**The problem:** Count how many of the lines below contain the word "white" and reply with that number only.

**Record extracts:**
#####
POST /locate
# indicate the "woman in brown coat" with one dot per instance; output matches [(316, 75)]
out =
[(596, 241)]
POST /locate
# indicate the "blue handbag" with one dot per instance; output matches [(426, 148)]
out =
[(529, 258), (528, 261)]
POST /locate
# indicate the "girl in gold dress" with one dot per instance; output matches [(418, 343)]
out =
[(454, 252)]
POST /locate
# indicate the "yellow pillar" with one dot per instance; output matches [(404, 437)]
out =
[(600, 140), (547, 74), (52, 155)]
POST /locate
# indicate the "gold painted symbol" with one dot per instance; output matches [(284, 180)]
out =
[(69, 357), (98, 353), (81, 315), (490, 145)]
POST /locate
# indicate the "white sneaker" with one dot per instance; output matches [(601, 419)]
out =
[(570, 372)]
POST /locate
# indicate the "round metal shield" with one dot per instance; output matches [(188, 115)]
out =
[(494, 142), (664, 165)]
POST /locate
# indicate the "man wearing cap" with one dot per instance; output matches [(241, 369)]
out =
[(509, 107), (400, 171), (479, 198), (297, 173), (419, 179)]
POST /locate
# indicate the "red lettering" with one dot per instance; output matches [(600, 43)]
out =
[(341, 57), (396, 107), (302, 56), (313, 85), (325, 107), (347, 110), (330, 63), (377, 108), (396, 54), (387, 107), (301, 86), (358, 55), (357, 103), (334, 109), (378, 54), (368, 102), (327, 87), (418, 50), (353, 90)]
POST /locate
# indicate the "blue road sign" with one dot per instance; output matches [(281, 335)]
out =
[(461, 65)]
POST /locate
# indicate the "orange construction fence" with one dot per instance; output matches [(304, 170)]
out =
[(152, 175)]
#####
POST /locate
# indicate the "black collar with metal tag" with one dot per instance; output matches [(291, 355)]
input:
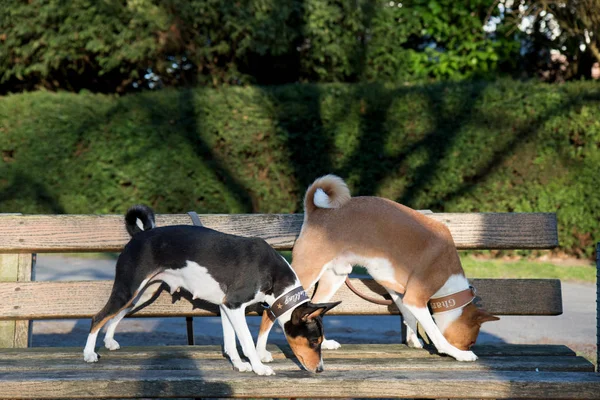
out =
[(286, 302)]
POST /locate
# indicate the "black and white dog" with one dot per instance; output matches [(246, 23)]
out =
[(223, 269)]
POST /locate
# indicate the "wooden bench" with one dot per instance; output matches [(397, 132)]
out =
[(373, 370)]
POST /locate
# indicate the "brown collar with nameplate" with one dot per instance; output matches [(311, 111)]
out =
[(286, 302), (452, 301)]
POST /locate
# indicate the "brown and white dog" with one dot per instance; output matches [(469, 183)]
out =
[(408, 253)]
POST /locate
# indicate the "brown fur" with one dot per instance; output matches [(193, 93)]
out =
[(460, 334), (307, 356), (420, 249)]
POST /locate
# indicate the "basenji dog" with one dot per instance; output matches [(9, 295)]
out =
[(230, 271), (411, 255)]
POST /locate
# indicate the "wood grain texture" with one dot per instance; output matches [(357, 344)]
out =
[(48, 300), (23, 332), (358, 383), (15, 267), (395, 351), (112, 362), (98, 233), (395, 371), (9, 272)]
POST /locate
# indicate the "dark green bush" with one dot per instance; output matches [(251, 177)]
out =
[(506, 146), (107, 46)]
#####
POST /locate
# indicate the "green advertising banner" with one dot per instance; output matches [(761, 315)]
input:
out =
#####
**Answer:** 3